▶ [Instructions to follow]:
Which lines in the records below contain the word "blue"? Gather each such line and copy it in full.
++++++++++++++++++++
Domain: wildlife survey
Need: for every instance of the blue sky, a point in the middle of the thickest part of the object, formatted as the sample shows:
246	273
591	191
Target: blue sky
++++++++++++++++++++
▶ [Task result]:
Need: for every instance of the blue sky, a point in the middle of the thickest part of the object, formatted as the sample shows:
Target: blue sky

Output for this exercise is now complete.